▶ **Your task**
Retype the part of the listing that starts with the line containing "Where can the deer's ear" and runs through the end of the listing, keeping every line exactly as it is.

Named-object pointing records
'''
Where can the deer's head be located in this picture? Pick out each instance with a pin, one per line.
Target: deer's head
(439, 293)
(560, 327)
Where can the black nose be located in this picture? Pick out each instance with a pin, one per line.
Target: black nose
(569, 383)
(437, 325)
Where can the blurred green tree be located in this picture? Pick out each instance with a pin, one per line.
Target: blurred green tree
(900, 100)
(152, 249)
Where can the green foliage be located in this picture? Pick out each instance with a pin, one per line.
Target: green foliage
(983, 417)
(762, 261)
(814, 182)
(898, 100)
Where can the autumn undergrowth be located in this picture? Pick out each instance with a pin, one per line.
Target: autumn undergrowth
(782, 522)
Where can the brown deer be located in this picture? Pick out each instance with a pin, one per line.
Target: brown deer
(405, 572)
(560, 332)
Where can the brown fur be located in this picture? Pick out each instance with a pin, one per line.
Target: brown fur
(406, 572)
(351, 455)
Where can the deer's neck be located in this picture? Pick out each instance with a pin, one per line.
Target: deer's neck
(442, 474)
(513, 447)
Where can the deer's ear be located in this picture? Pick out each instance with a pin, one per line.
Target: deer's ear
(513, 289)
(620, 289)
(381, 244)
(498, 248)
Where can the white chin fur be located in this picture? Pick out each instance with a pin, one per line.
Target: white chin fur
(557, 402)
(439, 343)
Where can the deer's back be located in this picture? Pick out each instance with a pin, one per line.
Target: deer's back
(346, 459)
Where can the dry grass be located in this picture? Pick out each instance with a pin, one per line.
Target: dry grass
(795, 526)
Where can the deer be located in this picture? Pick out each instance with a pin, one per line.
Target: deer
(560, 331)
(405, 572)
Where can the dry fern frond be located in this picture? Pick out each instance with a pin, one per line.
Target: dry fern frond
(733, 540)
'''
▶ **Result of this exercise**
Where can the deer's ear be located in this picture? Pick out each instance with a pin, one per line.
Target: deer's ear
(513, 289)
(620, 289)
(381, 244)
(498, 248)
Where can the white chin fur be located in this picture? Pick out each instance with a pin, one per line.
Target: white chin fur
(557, 402)
(439, 343)
Where can the deer's back be located in this picture? Pick out each instance with a pin, one per line.
Target: deer's back
(346, 459)
Where can the dry grass be located in this picture? Pick out each instance with a pin, one per line.
Target: dry grass
(795, 526)
Where can the deer be located in this picture? Pick out each instance with a pin, one per line.
Target: deer
(560, 331)
(405, 572)
Where can the dry fern frond be located in this picture? Pick out each instance with a pin, one per line.
Target: dry fern frond
(733, 540)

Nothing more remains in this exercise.